> _EXERCISE TASK_: Please print every one of the entries below word for word, leaving the pictures out of your answer.

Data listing
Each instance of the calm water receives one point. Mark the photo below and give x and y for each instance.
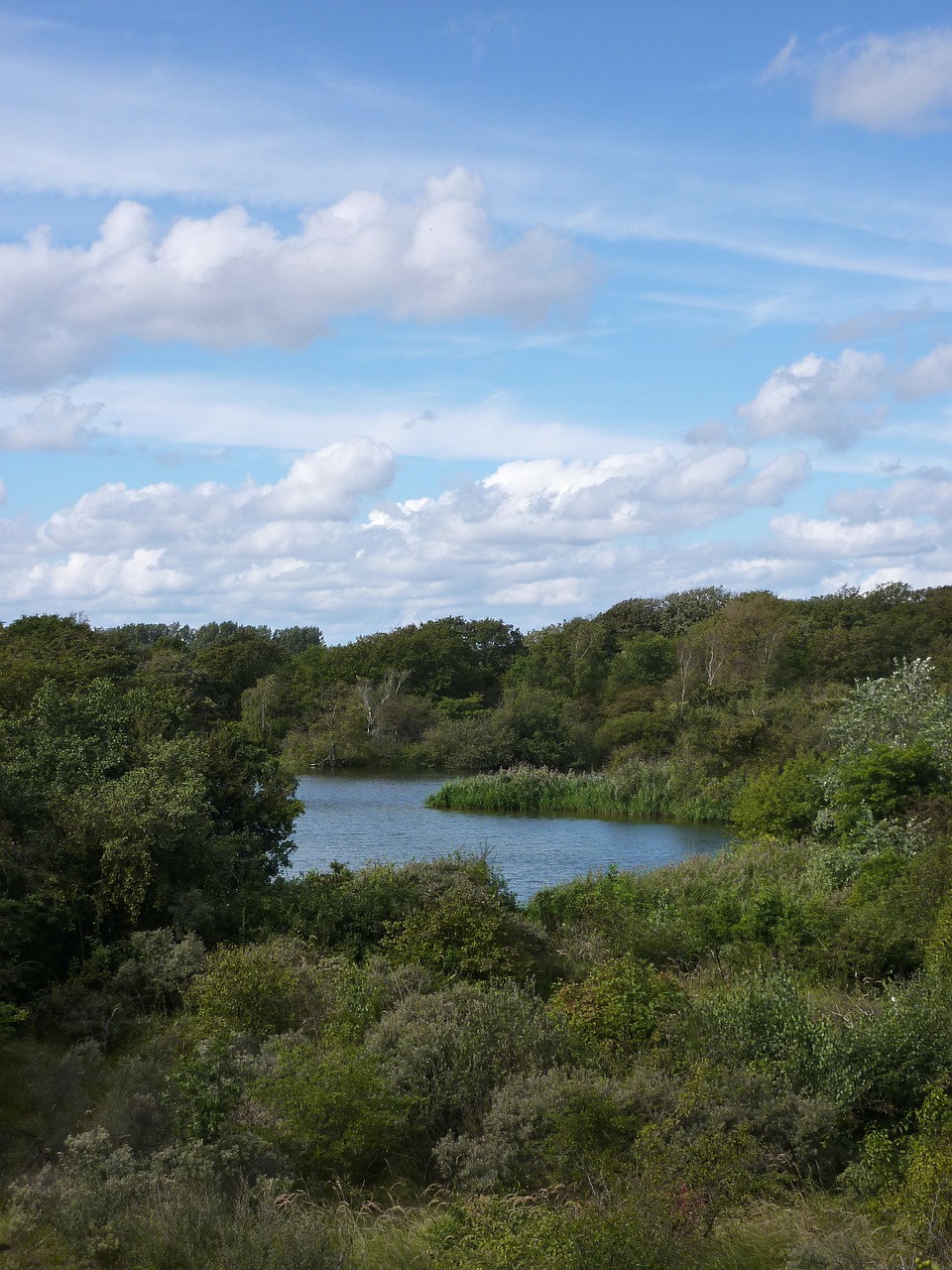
(357, 817)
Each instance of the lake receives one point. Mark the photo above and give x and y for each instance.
(354, 818)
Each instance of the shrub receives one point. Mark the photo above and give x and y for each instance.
(780, 801)
(547, 1128)
(617, 1008)
(449, 1051)
(329, 1110)
(467, 934)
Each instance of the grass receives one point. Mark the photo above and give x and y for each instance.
(647, 793)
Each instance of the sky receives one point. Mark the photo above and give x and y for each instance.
(361, 316)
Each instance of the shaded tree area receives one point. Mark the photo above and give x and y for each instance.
(128, 789)
(739, 1061)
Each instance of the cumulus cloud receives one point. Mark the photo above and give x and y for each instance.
(849, 540)
(254, 520)
(324, 540)
(54, 423)
(227, 281)
(889, 82)
(820, 398)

> _FINAL RESULT_:
Each instance of the calm water receives one point. Mark the photo below and give x and y for each instance.
(357, 817)
Each instance of the lake receives one point. Mark the photo above and give x and y for each instance.
(354, 818)
Each instance of the shrub receives one point. Mark the photo above and give x and y for each instance.
(780, 801)
(547, 1128)
(617, 1008)
(449, 1051)
(329, 1110)
(467, 934)
Each instance of the grass receives one point. Mark the photo above and give x and y for each instance.
(647, 793)
Each instance of the sky receives one point. Mark the photo above and give x and y for each instance.
(361, 316)
Each instance of the shaded tree area receives one point. Mark the photo above and give x and y for each instance.
(128, 789)
(739, 1061)
Each instance of the cumulus cloud receives one point. Mark the photo above and give x and y for each instance.
(849, 540)
(254, 520)
(324, 540)
(54, 423)
(227, 281)
(889, 82)
(820, 398)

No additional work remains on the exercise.